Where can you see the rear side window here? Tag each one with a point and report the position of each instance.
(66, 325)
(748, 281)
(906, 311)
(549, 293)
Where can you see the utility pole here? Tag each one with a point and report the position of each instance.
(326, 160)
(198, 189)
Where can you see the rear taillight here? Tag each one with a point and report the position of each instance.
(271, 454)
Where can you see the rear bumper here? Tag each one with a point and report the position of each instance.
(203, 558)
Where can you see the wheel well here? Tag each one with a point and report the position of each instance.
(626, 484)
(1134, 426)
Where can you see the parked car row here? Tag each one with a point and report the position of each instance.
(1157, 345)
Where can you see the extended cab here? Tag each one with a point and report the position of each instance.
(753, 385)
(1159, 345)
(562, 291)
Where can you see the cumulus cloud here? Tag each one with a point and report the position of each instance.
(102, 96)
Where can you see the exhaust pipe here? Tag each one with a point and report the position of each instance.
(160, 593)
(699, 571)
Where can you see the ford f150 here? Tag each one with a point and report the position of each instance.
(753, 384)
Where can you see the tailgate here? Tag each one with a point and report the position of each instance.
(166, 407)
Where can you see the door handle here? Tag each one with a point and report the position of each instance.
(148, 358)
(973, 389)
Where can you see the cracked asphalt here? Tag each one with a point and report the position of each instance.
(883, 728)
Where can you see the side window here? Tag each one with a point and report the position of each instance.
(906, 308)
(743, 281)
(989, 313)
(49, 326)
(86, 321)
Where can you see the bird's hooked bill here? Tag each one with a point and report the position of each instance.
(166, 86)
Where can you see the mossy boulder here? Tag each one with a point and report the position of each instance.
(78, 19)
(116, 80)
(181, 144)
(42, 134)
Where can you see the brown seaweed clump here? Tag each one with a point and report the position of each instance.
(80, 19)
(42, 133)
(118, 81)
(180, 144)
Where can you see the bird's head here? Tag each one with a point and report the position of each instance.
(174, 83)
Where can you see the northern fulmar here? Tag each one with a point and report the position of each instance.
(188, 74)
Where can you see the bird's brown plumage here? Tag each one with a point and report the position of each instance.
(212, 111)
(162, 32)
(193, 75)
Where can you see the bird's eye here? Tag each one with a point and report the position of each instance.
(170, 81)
^^^^^^^^^^^^^^^^
Put down each entry again, unchanged and complete.

Where can you see the rear side window here? Tag each one with a point and report the position of each instance.
(66, 325)
(748, 281)
(906, 311)
(549, 293)
Where can you see the utility pole here? Tag each one with a point and report the position of each instance.
(326, 160)
(198, 189)
Where can you see the rear taillight here? Tag each one with a point and report the position of each instance.
(271, 454)
Where can you see the rear bumper here? Tag each one with a point and report the position of each instance.
(203, 558)
Where can you see the wheel well here? Tag each one with a point and report the position of each instance.
(626, 484)
(1134, 426)
Where can you see the parked car row here? Tag each one with a point and report the position of each instance.
(1157, 345)
Where can you see the extended cab here? Tag each one with a point and report the position of each instance.
(753, 385)
(1159, 345)
(562, 291)
Where can you see the cumulus cloud here? Tag each one with a point and report the position of each instance.
(102, 96)
Where can you see the exhaust pipe here? Tag each one with a point and report the position of each instance.
(160, 593)
(699, 571)
Where can you see the ford f150 here? Tag each one with a point and report the position of each instance.
(753, 384)
Where can you see the tailgate here? Tag each one with a point and report the position of each instance.
(166, 407)
Where can you see the door handle here? Tag each one with a point and report the position of each instance.
(148, 358)
(973, 389)
Where can you see the cracked asphalt here? Tag each one with a point and report the position of each instance.
(883, 728)
Where can you see the side window here? Tag each one with a point and report the position of each instance.
(906, 308)
(743, 281)
(989, 313)
(49, 326)
(86, 321)
Where can you see the bird's hooked bill here? Tag each one with a point and report the position of each instance.
(166, 86)
Where can you see the mossy boulder here? Tag each one with a point and report the position of each instance.
(78, 19)
(116, 80)
(181, 144)
(42, 134)
Where can you see the brown seaweed clump here? Tag each one with a point and report the position of each instance.
(80, 19)
(42, 133)
(118, 81)
(180, 144)
Where can you see the bird's head here? Tag each one with a point and report the position of each instance.
(174, 83)
Where can you see the northern fulmar here? Tag each one with a point and report the position of each instance.
(188, 74)
Where can you see the bird's brown plumage here? Tag each one with a point and report the position of each instance.
(212, 111)
(162, 32)
(193, 75)
Where can you see the bird's eye here? Tag each one with a point and report the position of each instance.
(170, 81)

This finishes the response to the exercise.